- **Stated task**
In the passage on Irish railway finances, in which publication and in what month and year did the quoted article appear?

***** Selected text *****

I am tempted to quote an article which was written in Studies in September, 1932, on this question by the Rev. J. Coyne, S.J., M.A., and I should like to draw the attention of Senators to the points Father Coyne made in the course of that article. He stated: “First and foremost, in my opinion, the financial facts of the Irish railways should be faced. There are a considerable number of years of Irish railway financial history which should be investigated on behalf of the community by some firm of auditors. The facts and figures that should be faced are: (i) The total amount of money distributed as interest or dividend since railways were introduced; (ii) the total amount of money distributed to the actual workers of the railways in salaries and wages for the same period; (iii) the total amount of money actually earned by the railways (i.e., not the original or fresh capital issues) which was applied to renewals of fixed capital, permanent way, rolling stock, etc. It should be possible to secure these figures without much trouble.... Above all, it should be clearly settled who in equity has paid for the railways as they stand to-day, for the present rolling stock, buildings, permanent way, etc. It is generally taken for granted that the shareholders, the owners of the railways, have paid for all these—not only at the commencement, but even up to the present day. It may be so. An investigation might clearly establish this fact. But on the other hand it may not be so. It might be found that in equity a great portion of the present fixed capital of the railways should be put to the credit of the users and the workers of the railways for the past 70 or 80 years. Before any final solution of this problem is decided on, the whole of the accounting side of the question from a moral, social and economic point of view should be gone into.”

***** Data *****

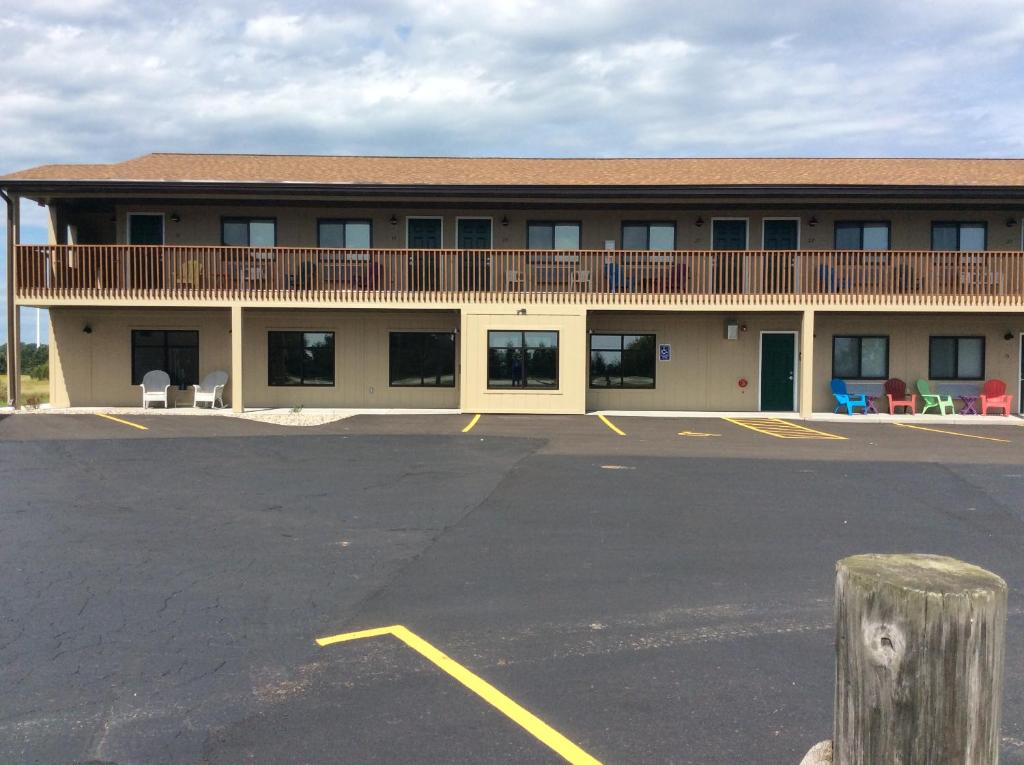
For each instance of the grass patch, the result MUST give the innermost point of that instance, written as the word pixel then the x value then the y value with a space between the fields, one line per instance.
pixel 30 389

*****

- **Task result**
Studies, in September 1932.